→ WHAT YOU ARE ASKED TO DO: Repeat each entry as written, dropping any picture you find.

→ RECORDS FOR THE TASK:
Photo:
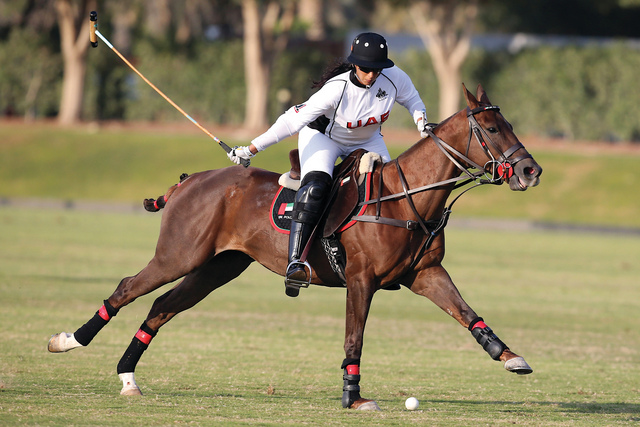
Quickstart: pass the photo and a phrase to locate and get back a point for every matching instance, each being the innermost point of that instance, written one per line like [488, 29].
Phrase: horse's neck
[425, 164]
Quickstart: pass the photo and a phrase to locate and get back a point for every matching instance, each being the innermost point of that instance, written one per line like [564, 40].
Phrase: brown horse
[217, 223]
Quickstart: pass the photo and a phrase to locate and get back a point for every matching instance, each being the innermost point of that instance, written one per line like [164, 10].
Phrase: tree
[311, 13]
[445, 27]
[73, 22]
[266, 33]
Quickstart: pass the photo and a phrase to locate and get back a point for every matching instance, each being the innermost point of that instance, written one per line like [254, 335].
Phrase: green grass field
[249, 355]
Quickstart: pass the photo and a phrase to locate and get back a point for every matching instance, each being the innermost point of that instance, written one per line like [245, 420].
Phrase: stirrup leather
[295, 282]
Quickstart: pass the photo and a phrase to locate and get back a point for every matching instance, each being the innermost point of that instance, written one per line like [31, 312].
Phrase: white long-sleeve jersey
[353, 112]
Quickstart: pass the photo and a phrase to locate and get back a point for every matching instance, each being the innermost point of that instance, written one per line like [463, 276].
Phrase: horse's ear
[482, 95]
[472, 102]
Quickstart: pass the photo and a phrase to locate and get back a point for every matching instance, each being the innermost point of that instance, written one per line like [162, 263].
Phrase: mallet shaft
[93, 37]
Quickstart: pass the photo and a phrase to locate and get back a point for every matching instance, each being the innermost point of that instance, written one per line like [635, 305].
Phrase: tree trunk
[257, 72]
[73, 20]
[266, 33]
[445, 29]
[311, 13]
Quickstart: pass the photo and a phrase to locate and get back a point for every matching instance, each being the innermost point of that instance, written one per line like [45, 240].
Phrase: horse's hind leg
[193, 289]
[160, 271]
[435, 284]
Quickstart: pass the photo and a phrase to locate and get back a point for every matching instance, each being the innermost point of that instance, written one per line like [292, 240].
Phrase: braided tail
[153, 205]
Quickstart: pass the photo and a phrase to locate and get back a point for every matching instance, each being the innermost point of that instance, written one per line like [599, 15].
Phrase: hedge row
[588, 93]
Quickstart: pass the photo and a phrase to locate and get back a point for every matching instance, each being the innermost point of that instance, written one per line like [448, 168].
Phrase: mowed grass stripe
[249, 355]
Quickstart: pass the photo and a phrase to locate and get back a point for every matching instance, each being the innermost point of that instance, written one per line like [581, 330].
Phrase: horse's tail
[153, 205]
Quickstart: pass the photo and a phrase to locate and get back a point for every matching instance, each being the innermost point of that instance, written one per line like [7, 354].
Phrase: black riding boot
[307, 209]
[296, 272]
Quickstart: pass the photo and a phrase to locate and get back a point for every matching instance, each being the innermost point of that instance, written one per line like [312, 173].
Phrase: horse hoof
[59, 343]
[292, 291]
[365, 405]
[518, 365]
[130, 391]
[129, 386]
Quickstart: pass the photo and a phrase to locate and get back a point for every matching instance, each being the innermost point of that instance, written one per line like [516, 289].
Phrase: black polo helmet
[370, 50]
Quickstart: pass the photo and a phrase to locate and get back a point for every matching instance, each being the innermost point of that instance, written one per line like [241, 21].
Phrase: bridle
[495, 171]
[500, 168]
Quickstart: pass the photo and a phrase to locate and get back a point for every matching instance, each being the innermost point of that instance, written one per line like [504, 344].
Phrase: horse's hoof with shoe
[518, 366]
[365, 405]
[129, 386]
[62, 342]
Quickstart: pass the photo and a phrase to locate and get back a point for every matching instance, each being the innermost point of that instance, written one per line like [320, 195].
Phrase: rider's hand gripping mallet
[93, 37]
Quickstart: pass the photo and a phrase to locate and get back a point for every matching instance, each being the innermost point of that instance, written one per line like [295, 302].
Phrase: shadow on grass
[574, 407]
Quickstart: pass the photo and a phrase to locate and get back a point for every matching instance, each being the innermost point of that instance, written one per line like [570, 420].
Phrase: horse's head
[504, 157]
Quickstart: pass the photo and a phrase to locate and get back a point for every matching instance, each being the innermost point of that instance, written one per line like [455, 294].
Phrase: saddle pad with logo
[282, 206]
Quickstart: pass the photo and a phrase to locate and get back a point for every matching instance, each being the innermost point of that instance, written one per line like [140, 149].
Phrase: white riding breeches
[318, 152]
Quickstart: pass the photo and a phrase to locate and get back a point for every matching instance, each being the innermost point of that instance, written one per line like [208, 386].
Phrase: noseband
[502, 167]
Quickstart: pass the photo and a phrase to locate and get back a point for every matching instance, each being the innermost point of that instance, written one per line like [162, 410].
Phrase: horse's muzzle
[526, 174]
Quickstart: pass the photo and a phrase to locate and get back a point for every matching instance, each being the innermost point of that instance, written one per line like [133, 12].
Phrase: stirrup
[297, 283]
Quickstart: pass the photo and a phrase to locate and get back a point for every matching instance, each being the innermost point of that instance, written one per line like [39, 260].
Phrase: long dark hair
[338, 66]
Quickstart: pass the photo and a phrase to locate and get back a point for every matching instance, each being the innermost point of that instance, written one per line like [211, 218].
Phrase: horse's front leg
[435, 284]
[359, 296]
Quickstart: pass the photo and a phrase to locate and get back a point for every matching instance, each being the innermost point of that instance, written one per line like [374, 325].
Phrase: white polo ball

→ RESULT OF THE TASK:
Photo:
Quickstart: pass the photo and a phrase to locate and get back a point for every matching instance, each being the innermost point of that instance, written one per line like [488, 29].
Phrase: horse's neck
[425, 164]
Quickstart: pass the photo and a phrase to locate and get back a point for every matching instance, each being the innermost point of that instance, written one per line like [564, 40].
Phrase: brown horse
[217, 223]
Quickstart: pass the photo and a phrase to locate and get back a point for every matching instance, each being the innermost point of that instance, written one per line like [164, 10].
Phrase: tree
[311, 13]
[445, 27]
[73, 22]
[266, 33]
Quickstart: pass the photo and a phrase to locate and get back a point for every matching instance, each being the innermost point of that instance, written one per line like [254, 335].
Phrase: green grass field
[249, 355]
Quickstart: pass the photo and a phrase to locate and get back a point for every matching instance, each being the innermost point of that instance, written one per line like [245, 420].
Phrase: stirrup leather
[295, 282]
Quickstart: pass the photo and a phrase to locate and get back a point for every matching instance, each being the innermost point of that instance, written one per line like [31, 312].
Phrase: white long-sleeve jersey
[353, 112]
Quickstart: pass the photo and a phrase to locate and get back a point for every matching instance, each being the innermost point of that instance, written one per line like [463, 276].
Phrase: horse's ear
[482, 95]
[472, 102]
Quickstart: pass the photo and a phrase to locate and get back a point for every matching instance, each being the innermost point of that instance, written one per line like [162, 263].
Phrase: mallet shaft
[93, 37]
Quickstart: pass the photo and a phrase to locate and get back a point for every matching instance, each being the innermost point of that instance, written one per line like [635, 305].
Phrase: tree trunk
[257, 72]
[73, 20]
[266, 33]
[445, 29]
[311, 13]
Quickstart: pass the photo and a phrase to locate and get back a point for every matching instance, each being the innermost point of that instance, written one per line like [45, 240].
Phrase: horse's hind leg
[193, 289]
[160, 271]
[435, 284]
Quickstart: pass the photo and a phrase to locate and get back a point for every matching instance, each being the innermost point of that instance, written one per line like [292, 240].
Phrase: braided tail
[153, 205]
Quickstart: pass the photo and a phrase to locate and get back a point for every matching instance, each being the innermost point of that instance, written one per line like [599, 15].
Phrase: hedge row
[588, 93]
Quickstart: pass the photo and a phrase to locate and get back a point for every matching instance, each being the innermost point of that instance, written one per line like [448, 168].
Phrase: mowed grass stripe
[249, 355]
Quickstart: pass the photo and a phrase to locate and get back a point for every matching instance, each being the innermost point of that instance, written one per line like [581, 330].
Phrase: horse's tail
[153, 205]
Quickstart: pass the photo and a phrase to locate and get back a point for every matching instance, each being the innermost point of that instance, written one per line like [7, 354].
Phrase: black riding boot
[307, 209]
[296, 272]
Quickstart: pass the photo and a phrase to locate and get back a point for every matching instance, each being the innermost point of that instance, written one per line like [312, 173].
Phrase: horse hoof
[59, 343]
[292, 291]
[365, 405]
[518, 365]
[130, 391]
[129, 386]
Quickstart: pass the photo and a phrase to locate and get back a point for every matching instance, each being the innermost point of that instance, written one per line like [516, 289].
Phrase: black polo helmet
[370, 50]
Quickstart: pass the photo and a phrase to locate and get back a point for every matching instance, each being the innermost point of that instance, written one per line like [241, 21].
Phrase: bridle
[495, 171]
[500, 168]
Quickstart: pass the photo and a phrase to locate and get back a point for every matching instance, each being the innermost point of that instance, written one per line like [504, 344].
Phrase: horse's hoof with shoe
[518, 366]
[365, 405]
[129, 386]
[62, 342]
Quickstart: pass the photo and a phrase to locate and get back a point for every matching instance, each being the innermost point of that instance, written one per line like [320, 195].
Phrase: rider's hand gripping mallet
[93, 37]
Quickstart: pass the photo and a phrase to locate and get back a point for every matching instance, each being the innermost point of that instance, written one per line like [295, 302].
Phrase: shadow on grass
[574, 407]
Quickstart: pass the photo and a phrase to locate and get back a point for every matching instance, each being the innermost point of that instance, written one per line like [570, 420].
Phrase: horse's head
[504, 157]
Quickstart: pass the photo and a phrase to locate and get back a point for every matching instance, each being the innermost point of that instance, written one per line like [455, 294].
Phrase: saddle pad with logo
[282, 206]
Quickstart: pass the photo and a phrase to locate and get back a point for every matching instance, each being the innermost point of that instance, written one per line like [140, 149].
Phrase: white riding breeches
[318, 152]
Quickstart: pass the photo and a phrase to locate and get back a point for every matching instance, each being the innermost point of that instance, written one per line like [208, 386].
Phrase: noseband
[502, 167]
Quickstart: pass the photo and a phrase to locate and get back a point for every matching instance, each being the innermost point of that instance, written one per line like [162, 410].
Phrase: horse's muzzle
[526, 174]
Quickstart: pass the photo and a phrase to locate and get back a point for every matching instance, each being the innermost point of that instance, written one per line like [133, 12].
Phrase: stirrup
[297, 283]
Quickstart: pass the photo and a phrase to locate and get back a point for every matching instance, each being the innermost point of that instance, written one per line like [39, 260].
Phrase: long dark hair
[338, 66]
Quickstart: pass the photo and a phrase to locate and get back a point for every matching instance, each being the innermost point of that instance, written one per line like [211, 218].
Phrase: horse's front leg
[435, 284]
[359, 296]
Quickstart: pass the photo and a phrase to locate and get back a point for every matching instance, each being the innermost point of that instance, written one per line like [374, 325].
Phrase: white polo ball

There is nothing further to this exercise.